◆ Actions demandées:
[A] Quelles quantités de carbone, exprimées en gigatonnes, l'article sur l'inlandsis du Groenland mentionne-t-il ? Donnez-les toutes.
[B] Pouvez-vous écrire la suite de l'article sur l'inlandsis du Groenland, en reprenant après sa dernière phrase ?

◆ Texte fourni:
.....

Tiré de A l’Encontre
1 avril 2023
L’American Geophysical Union (AGU), le 27 mars 2023, présentait ainsi sur son site une nouvelle étude. « L’inlandsis du Groenland couvre 1,7 million de kilomètres carrés dans l’Arctique. S’il fondait entièrement, le niveau mondial des mers s’élèverait d’environ 7 mètres, mais les scientifiques ne savent pas exactement à quelle vitesse la calotte glaciaire pourrait fondre. La modélisation des points de basculement, qui sont des seuils critiques où le comportement d’un système change de manière irréversible, aide les chercheurs à déterminer quand cette fonte pourrait se produire.
Basée en partie sur les émissions de carbone, une nouvelle étude utilisant des simulations a identifié deux points de basculement pour l’inlandsis du Groenland : la libération de 1000 gigatonnes de carbone dans l’atmosphère entraînera la fonte de la partie sud de l’inlandsis ; environ 2500 gigatonnes de carbone signifieront la perte définitive de la quasi-totalité de l’inlandsis.
Après avoir émis environ 500 gigatonnes de carbone, nous sommes à peu près à mi-chemin du premier point de basculement.
“Le premier point de basculement n’est pas très éloigné des conditions climatiques actuelles, et nous risquons donc de le franchir”, a déclaré Dennis Höning, climatologue à l’Institut de Potsdam pour la recherche sur les incidences du climat, qui a dirigé l’étude. “Une fois que nous aurons commencé à glisser, nous tomberons de cette falaise et ne pourrons jamais plus y remonter.”
L’étude a été publiée dans la revue Geophysical Research Letters de l’AGU, qui publie des travaux de recherche courts et à fort impact dans le domaine des sciences de la Terre et de l’espace.

.....

◆ Extrait des données:

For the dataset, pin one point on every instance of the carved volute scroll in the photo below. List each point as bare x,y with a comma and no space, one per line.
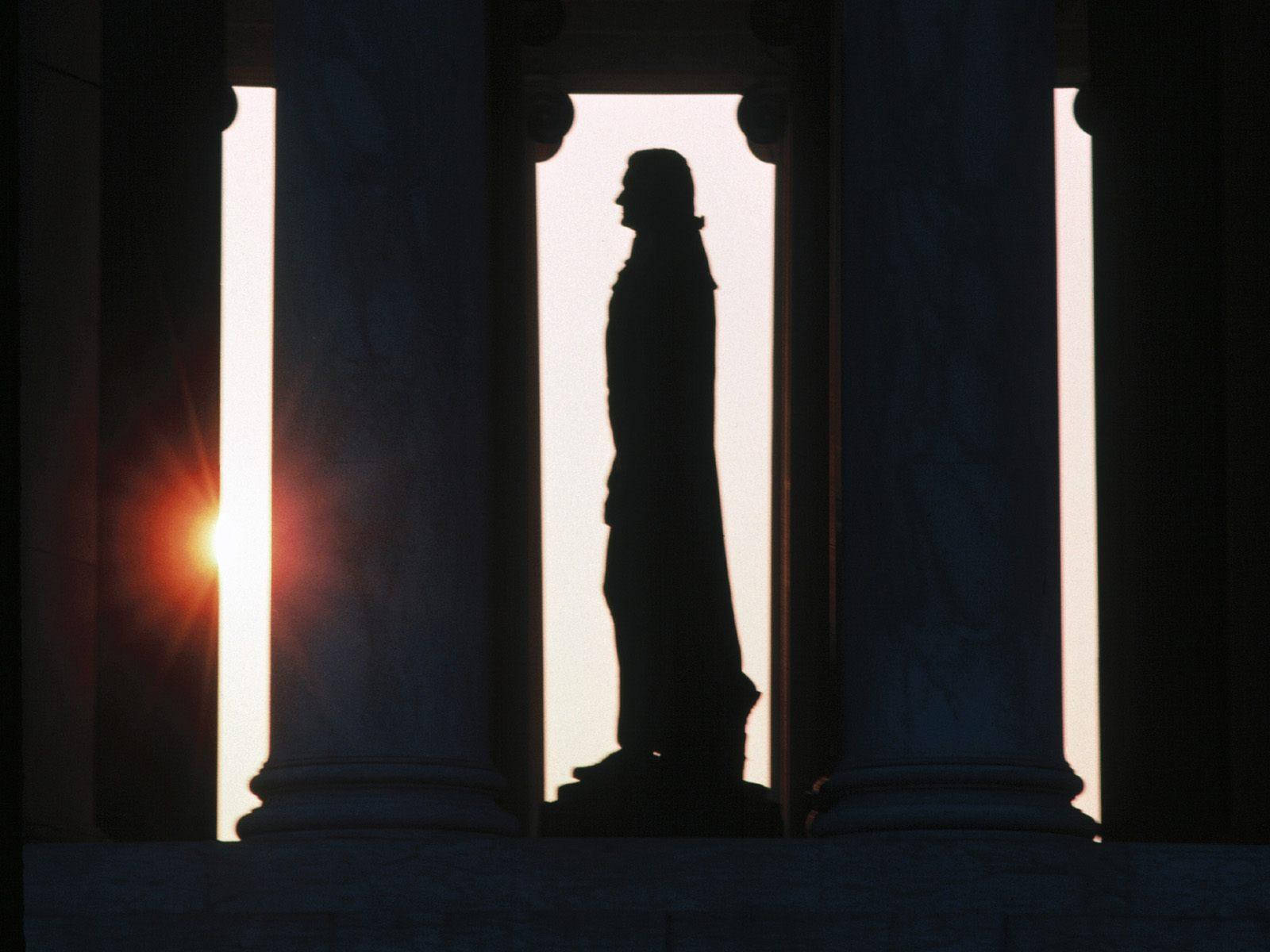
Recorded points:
762,116
548,117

.....

◆ Réponses dans l'ordre:
[A] 1000 gigatonnes, environ 2500 gigatonnes, environ 500 gigatonnes

[B]
L’inlandsis du Groenlandais est déjà en train de fondre ; entre 2003 et 2016, il a perdu environ 255 gigatonnes (milliards de tonnes) de glace par an. La majeure partie de la fonte s’est produite dans la partie méridionale de l’inlandsis. La température de l’air et de l’eau, les courants océaniques, les précipitations et d’autres facteurs déterminent la vitesse de fonte de la calotte glaciaire et l’endroit où elle perd de la glace.
La complexité de l’influence réciproque de ces facteurs, ainsi que les longs délais dont les scientifiques doivent tenir compte pour la fonte d’une calotte glaciaire de cette taille, font qu’il est difficile de prédire comment la calotte glaciaire réagira à différents scénarios de climat et d’émissions de carbone.
Des recherches antérieures ont identifié un réchauffement global de 1 à 3 degrés Celsius comme le seuil au-delà duquel la calotte glaciaire du Groenland fondra de manière irréversible.
Pour modéliser de manière plus complète la façon dont la réaction de l’inlandsis au climat pourrait évoluer dans le temps, la nouvelle étude de Dennis Höning a utilisé pour la première fois un modèle complexe de l’ensemble du système terrestre, qui comprend tous les processus clés de rétroaction climatique, associé à un modèle de comportement de l’inlandsis. Les chercheurs ont d’abord utilisé des simulations à températures constantes pour trouver des états d’équilibre de la calotte glaciaire, c’est-à-dire des points où la perte de glace est égale au gain de glace. Ils ont ensuite effectué une série de simulations sur 20’000 ans avec des émissions de carbone allant de 0 à 4000 gigatonnes de carbone.
À partir de ces simulations, les chercheurs ont calculé le point de basculement de 1000 gigatonnes de carbone pour la fonte de la partie sud de la calotte glaciaire et le point de basculement encore plus périlleux de 2500 gigatonnes de carbone pour la disparition de la quasi-totalité de la calotte glaciaire.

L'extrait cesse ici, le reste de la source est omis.